What is needed is an exact copy of the entries below, with every picture left out.

Segment Start: Input

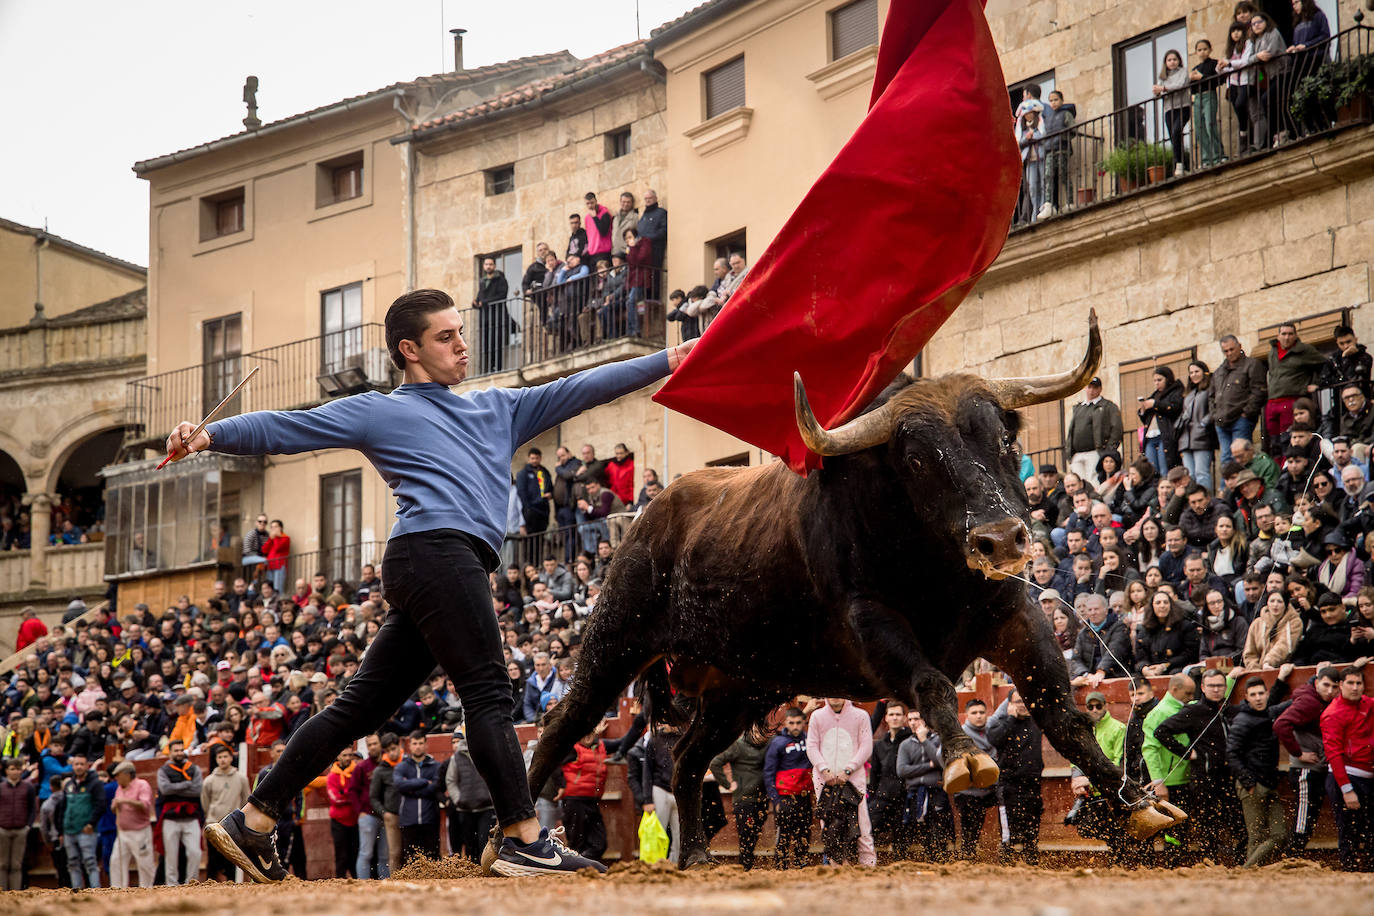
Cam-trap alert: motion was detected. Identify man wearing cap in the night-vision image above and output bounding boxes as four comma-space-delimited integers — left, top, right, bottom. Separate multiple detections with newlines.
1068, 691, 1126, 798
1234, 469, 1290, 541
1064, 376, 1123, 488
1230, 438, 1279, 492
109, 761, 156, 888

Segment End: Input

◆ **Final answer**
Cam-trap alert: motion was detected. Identify man wearing cap in the night-vision image above and output bounding boxes as four comma-space-delimited integers — left, top, right, bottom. Separate multiple detections with newlines.
1068, 691, 1126, 798
1234, 469, 1290, 541
1064, 376, 1123, 488
1230, 438, 1279, 492
109, 761, 156, 888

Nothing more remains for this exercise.